▶ [Texte à examiner]
——
Je n'exclus en aucune façon les mécanismes sociaux de solidarité. Au contraire, je m'emploie à les renforcer et à les consolider. Il est clair que les pays ont répondu avec efficacité aux catastrophes - la lutte contre le VIH/sida est un exemple et il y a lieu de les féliciter1.

Toutefois, les actions sociales seules ne suffisent pas : l'engagement doit venir d'un désir profondément ancré en chacun de nous, car il est impossible d'oublier l'engouement populaire pour l'eugénisme dans les années 1980 et la stigmatisation associée au VIH/sida comme cela avait été le cas avec la lèpre, la tuberculose et le cancer. Comment oublier aussi tous les mythes liés à l'agonie des malades du sida ? Comment oublier la ségrégation et l'isolement qui en résulte ? Comment oublier les violences physiques dont elles sont victimes ainsi que leurs proches qui sont spécialement visés car, pense-t-on, ils sont eux aussi infectés ?
——
▶ [Lignes de données]
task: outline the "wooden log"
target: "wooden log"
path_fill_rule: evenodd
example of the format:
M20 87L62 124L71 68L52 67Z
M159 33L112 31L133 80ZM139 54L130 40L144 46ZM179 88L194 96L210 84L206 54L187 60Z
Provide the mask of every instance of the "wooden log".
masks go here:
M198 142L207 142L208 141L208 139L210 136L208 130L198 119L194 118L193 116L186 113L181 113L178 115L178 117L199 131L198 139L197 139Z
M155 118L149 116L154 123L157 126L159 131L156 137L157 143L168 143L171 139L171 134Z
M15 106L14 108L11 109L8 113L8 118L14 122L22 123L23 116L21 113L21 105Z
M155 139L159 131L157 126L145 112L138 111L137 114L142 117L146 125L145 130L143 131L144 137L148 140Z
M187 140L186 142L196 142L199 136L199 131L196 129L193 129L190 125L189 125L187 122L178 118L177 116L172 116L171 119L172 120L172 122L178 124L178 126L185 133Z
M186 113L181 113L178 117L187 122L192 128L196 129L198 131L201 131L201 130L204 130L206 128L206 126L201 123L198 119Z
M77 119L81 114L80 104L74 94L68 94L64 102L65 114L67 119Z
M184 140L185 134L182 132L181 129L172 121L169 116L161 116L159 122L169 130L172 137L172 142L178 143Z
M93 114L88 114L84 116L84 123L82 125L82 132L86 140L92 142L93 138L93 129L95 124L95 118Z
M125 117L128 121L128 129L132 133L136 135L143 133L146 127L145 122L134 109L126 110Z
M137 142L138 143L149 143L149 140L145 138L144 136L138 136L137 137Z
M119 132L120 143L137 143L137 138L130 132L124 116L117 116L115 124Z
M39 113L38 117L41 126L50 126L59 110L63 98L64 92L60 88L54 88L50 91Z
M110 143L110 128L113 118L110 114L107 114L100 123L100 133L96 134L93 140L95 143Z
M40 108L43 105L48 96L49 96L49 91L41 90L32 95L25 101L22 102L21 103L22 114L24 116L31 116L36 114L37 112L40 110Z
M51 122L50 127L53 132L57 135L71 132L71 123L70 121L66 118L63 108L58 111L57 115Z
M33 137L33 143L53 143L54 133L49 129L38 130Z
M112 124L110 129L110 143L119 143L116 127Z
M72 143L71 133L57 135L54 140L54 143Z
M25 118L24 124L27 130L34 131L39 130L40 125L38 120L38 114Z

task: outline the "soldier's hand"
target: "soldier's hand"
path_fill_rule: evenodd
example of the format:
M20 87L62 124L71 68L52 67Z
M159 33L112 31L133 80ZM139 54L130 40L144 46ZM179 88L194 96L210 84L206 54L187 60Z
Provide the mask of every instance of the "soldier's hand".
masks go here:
——
▶ [Exercices à traiter]
• 1. Dans le texte sur la stigmatisation liée au VIH/sida, reprenez le passage qui commence par « Toutefois, les actions » et se termine par « aussi infectés ? », en substituant « la marginalisation » à « l'isolement ».
• 2. Selon le texte sur la stigmatisation liée au VIH/sida, à quelles maladies cette stigmatisation est-elle comparée ?
Les lignes de données forment un matériau indépendant du texte.

▶ [Réponses par exercice]
• 1.
Toutefois, les actions sociales seules ne suffisent pas : l'engagement doit venir d'un désir profondément ancré en chacun de nous, car il est impossible d'oublier l'engouement populaire pour l'eugénisme dans les années 1980 et la stigmatisation associée au VIH/sida comme cela avait été le cas avec la lèpre, la tuberculose et le cancer. Comment oublier aussi tous les mythes liés à l'agonie des malades du sida ? Comment oublier la ségrégation et la marginalisation qui en résulte ? Comment oublier les violences physiques dont elles sont victimes ainsi que leurs proches qui sont spécialement visés car, pense-t-on, ils sont eux aussi infectés ?

• 2. À la lèpre, à la tuberculose et au cancer.